FRAGMENTO EXTRAÍDO
━━━━━━━━━━

Dos personajes: un niño como de un año y una mujer como
de 32. Delante de ellos, una cámara de video, fija y oculta.
Estamos en una cocina de clase media. La mujer realiza diferentes
acciones de limpieza y preparación de la comida del pequeño,
las cuales son aderezadas con abiertas agresiones físicas y
cínicas contra él. El niño, sentado en su silla,
simplemente reacciona. Por la cantidad de veces que la niñera
agrede al niño de diversas maneras y por el remate de la escena
en la que lo refunde en el bote de basura (todo grabado sin editar,
en un minuto aproximadamente), pareciera tratarse de un comercial
más pero con una enorme y cruel efectividad.
Los dos personajes están en casting, el escenario es el adecuado,
el tiempo y el ritmo son perfectos, la verosimilitud de las acciones
es impecable, por lo tanto esta escena podría tener una máxima
valorización según parámetros teatrales, con
posibilidades de éxito ilimitado, con un país completo
que lo confirma. Sin embargo, ¡oh sorpresa!, no es ficción
(ni una función de la Triple A que pudiera ser más justa),
sino la vil, pura y cotidiana realidad.
Independientemente de tratarse de un hecho grave y diario: el maltrato
a un bebé, una escena que conmueve a los sentidos, que indigna
en una primera mirada, la reiteración de la misma en cuanto
noticiero y programa televisivo pueda ocurrírsele al lector
la ha convertido en rutina, en objeto de morbo y manipulación,
en la mercancía de moda que mantiene saciada el hambre del
público por la violencia convertida en espectáculo,
porque cada vez que la pantalla emite la escena, el bebé vuelve
a ser una y otra vez inmolado y lo que la hace particularmente excitante
es la posibilidad de que ese pequeño mártir sea nuestro
hijo, con la ventaja de que no lo es, y obviamente en un cuento
urbano cuya moraleja reclama a las madres no despegarse ni un
minuto de sus retoños ya que el lobo de Caperucita
puede adoptar la forma de la dulce mano que mueve la cuna.
Pero, ¿qué pasaría si el día de hoy nos
dijeran en los noticieros que esta escena es una ficción? ¿Reaccionaríamos
como Olga, cambiaríamos de canal? ¿Les ofreceríamos
un premio a la mejor actuación? ¿O los mandaríamos
al diablo por habernos tomado el pelo? ¿Los meteríamos
a la cárcel por fraude a una nación? Sin duda no nos
quedaríamos tranquilos, algo tendríamos que hacer: creer
más en la ficción, dudar más de la realidad (o
de lo que se presenta como tal)

━━━━━━━━━━

REGISTROS SIN PROCESAR
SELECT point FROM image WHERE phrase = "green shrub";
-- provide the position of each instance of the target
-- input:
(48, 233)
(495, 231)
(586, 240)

━━━━━━━━━━

INSTRUCCIONES
a) ¿Coinciden con el fragmento sobre el video de la niñera las afirmaciones (i) la escena grabada dura aproximadamente un minuto, (ii) la cámara se mueve durante la grabación y (iii) la escena ocurre en la sala de una casa de clase alta? Responde sí o no a cada una y cita las palabras exactas del fragmento que lo deciden.
b) Según el fragmento sobre el video de la niñera, ¿dónde refunde la mujer al niño en el remate de la escena?

SOLUCIONES
a)
(i) Sí: «en un minuto aproximadamente».
(ii) No: «una cámara de video, fija y oculta».
(iii) No: «Estamos en una cocina de clase media».

b) En el bote de basura.